老叔!我想你了
那年,妹妹小燕儿告诉我。老叔走了!
我放下手中的电话,痛哭失声。或许这就是所谓的“活着不孝,死了乱叫吧?”
打我记事儿时起,就觉着老叔与我家走得最近。或许是老叔与老婶儿成亲时,爸妈起到了推波助澜的作用,他俩又都是高小毕业,与中师毕业的老叔有共同语言。或许是小孩子看问题单纯片面,进而产生了错觉。
那时候,我家与老叔住前后院儿,只相隔一条土路。模糊的记得,只要老叔下班儿回到家,都会到后院儿坐一会儿。“小黑子!让老叔抱抱!吃个小鸡儿!”我长得黑,叔叔管我叫小黑子。
母亲在一旁笑着说:“都多大了?不嫌埋汰呀?”
我是提前一年读的小学。那时老叔在本屯子里的小学校任教。
老叔教的是体育课。一次体育课上,老叔拉着我的手,把我领到了他的办公室,抓一把西瓜瓣儿的玻璃球儿,放到我的一兜儿。让同伴儿们羡慕不已。
几年后,老叔被调到公社任公安助理,回家的时间少了。可每次老叔回家时,腰里都挎着手枪,让我增添敬畏。
我读高中时,中午不带饭。
那天中午,我饥肠辘辘的在供销社闲逛,碰上了老叔。老叔把我带到了公社食堂,给我买了一碗高粱米饭,一碟儿炖豆腐。我内向怯生,在领导面前更是不敢抬头。
我赶紧狼吞虎咽的吃完后逃出了公社食堂。老叔追出来高声喊着。“跑啥呀?吃饱没有?”

..............................

任务目标 A: 根据这篇回忆老叔的短文,老叔被调到公社后担任什么职务?
短文与条目彼此独立,互不相关。

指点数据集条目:

..............................

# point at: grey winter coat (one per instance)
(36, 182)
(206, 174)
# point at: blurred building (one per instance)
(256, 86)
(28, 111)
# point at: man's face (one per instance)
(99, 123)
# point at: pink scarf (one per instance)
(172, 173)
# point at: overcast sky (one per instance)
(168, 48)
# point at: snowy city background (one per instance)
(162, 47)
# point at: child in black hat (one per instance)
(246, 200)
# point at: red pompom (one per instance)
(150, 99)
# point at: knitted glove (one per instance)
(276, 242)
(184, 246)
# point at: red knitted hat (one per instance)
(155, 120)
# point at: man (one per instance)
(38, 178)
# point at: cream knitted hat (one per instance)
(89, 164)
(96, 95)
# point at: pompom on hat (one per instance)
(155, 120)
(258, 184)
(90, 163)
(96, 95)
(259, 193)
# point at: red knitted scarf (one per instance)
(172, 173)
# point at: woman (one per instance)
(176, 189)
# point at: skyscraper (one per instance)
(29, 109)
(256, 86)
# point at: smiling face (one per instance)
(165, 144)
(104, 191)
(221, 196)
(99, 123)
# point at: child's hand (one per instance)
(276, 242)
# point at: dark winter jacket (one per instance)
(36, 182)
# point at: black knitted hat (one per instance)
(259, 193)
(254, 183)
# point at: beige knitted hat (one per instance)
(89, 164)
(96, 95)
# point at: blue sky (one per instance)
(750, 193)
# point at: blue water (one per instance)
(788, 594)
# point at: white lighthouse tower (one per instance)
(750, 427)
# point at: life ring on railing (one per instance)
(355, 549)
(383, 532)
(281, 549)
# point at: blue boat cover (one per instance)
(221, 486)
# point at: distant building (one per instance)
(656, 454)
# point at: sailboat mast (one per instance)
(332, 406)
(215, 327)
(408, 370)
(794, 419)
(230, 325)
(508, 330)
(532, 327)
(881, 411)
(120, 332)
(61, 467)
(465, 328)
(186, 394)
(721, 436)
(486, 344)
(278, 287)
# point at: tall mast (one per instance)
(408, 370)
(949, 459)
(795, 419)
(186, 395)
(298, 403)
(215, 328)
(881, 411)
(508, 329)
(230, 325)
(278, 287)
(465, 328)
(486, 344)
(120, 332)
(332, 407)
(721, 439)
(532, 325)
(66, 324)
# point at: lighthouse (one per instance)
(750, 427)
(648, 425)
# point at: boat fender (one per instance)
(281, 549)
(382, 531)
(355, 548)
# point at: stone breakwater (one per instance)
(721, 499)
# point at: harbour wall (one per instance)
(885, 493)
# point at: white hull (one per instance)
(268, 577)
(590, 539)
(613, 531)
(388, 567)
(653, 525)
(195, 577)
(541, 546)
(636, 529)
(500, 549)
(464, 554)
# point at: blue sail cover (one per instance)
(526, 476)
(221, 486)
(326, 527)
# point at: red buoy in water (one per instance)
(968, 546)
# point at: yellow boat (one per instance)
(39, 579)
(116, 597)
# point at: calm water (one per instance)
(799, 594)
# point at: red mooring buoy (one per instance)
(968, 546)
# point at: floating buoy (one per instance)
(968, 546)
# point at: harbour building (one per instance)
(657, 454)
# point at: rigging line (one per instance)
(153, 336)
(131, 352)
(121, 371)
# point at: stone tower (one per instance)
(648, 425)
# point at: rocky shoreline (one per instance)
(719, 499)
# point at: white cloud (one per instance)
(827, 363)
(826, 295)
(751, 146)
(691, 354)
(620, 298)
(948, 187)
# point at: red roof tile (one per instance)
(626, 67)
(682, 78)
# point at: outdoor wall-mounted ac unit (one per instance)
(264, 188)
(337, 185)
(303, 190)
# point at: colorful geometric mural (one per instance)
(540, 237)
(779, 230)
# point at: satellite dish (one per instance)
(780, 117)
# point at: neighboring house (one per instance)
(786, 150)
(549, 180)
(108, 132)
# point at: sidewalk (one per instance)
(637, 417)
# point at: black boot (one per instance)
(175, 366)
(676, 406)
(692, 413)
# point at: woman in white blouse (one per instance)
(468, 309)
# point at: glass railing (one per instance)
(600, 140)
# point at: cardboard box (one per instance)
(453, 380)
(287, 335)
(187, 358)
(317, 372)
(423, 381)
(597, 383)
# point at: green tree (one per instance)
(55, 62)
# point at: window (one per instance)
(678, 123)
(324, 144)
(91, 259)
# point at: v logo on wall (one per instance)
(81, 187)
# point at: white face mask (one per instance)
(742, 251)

..............................

任务目标 B: 从条目中筛选出含有词语“winter”的每一行,并逐行照原样抄出。

任务结果 A: 公安助理。

任务结果 B:
# point at: grey winter coat (one per instance)
# point at: dark winter jacket (one per instance)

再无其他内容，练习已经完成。